Aim -> Reproduce every line of the entries below word for word, leaving the pictures out of your answer.

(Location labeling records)
===============

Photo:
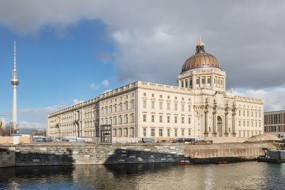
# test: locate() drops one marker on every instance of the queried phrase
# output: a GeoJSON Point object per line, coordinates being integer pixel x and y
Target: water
{"type": "Point", "coordinates": [247, 175]}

===============

Complete output ->
Photo:
# test: locate() drops one marker on every instance of the queried phrase
# output: a GeoJSON Point object per line, coordinates being integer pixel x and y
Target: water
{"type": "Point", "coordinates": [247, 175]}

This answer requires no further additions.